TASK PROMPT: At the line containing "blue shirt as a point", begin repeating lines exactly, and stop only after the final line of the records below.

AVAILABLE DATA:
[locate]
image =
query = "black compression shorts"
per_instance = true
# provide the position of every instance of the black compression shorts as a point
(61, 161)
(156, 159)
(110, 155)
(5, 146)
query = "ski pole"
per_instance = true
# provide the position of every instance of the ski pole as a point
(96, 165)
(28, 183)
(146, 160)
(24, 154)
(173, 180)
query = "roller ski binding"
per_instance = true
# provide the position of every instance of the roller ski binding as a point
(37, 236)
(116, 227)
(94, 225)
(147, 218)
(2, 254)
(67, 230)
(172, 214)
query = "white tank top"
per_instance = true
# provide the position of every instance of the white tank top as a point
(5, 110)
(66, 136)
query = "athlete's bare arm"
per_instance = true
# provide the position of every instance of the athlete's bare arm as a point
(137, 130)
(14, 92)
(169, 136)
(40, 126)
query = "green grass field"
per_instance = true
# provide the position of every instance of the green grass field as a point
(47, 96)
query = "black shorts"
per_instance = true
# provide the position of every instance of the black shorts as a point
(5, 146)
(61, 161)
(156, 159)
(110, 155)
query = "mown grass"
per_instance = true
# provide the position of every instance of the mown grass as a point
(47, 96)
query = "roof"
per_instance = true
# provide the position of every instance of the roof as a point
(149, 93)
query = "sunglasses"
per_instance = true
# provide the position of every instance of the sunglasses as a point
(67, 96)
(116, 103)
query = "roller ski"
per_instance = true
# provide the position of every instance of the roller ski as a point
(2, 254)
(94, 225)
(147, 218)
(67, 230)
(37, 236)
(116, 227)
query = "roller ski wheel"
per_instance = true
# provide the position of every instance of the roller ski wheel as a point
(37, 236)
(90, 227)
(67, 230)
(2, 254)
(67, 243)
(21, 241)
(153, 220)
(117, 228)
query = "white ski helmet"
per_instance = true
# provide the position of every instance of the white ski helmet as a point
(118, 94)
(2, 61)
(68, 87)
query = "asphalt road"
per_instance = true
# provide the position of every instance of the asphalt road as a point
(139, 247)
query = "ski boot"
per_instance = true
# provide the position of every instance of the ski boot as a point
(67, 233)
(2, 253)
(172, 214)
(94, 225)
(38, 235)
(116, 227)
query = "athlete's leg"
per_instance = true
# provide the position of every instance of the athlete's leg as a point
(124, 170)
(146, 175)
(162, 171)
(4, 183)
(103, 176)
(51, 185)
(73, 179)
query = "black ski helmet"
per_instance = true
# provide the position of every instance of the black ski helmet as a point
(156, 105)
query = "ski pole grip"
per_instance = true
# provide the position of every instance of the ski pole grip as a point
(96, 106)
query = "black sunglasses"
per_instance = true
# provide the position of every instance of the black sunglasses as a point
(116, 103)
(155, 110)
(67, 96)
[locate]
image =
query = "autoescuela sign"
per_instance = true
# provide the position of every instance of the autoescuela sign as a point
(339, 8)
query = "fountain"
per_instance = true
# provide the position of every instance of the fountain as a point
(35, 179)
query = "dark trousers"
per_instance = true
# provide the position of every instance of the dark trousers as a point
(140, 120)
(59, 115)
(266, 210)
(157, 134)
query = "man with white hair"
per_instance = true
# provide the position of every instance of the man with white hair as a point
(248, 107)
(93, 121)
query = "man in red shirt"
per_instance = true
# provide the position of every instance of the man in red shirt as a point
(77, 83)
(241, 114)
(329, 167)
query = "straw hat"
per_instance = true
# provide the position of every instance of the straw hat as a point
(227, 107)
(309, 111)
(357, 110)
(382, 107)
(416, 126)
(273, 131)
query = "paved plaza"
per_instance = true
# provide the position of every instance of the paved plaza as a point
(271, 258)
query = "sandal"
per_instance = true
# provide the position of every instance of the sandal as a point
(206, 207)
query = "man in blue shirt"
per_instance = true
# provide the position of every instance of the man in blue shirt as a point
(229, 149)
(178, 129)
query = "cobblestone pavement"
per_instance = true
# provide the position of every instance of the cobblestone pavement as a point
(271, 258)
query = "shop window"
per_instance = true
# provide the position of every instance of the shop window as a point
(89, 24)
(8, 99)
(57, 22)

SOLUTION FOR THIS PROBLEM:
# provide the position of every instance of the man in blue shirt as a point
(229, 149)
(178, 129)
query = "cobblestone pavement"
per_instance = true
# provide the position of every instance of the cobblestone pavement as a point
(271, 258)
query = "shop window"
per_instance = true
# provide the position of every instance of the shop window as a point
(89, 24)
(8, 99)
(57, 22)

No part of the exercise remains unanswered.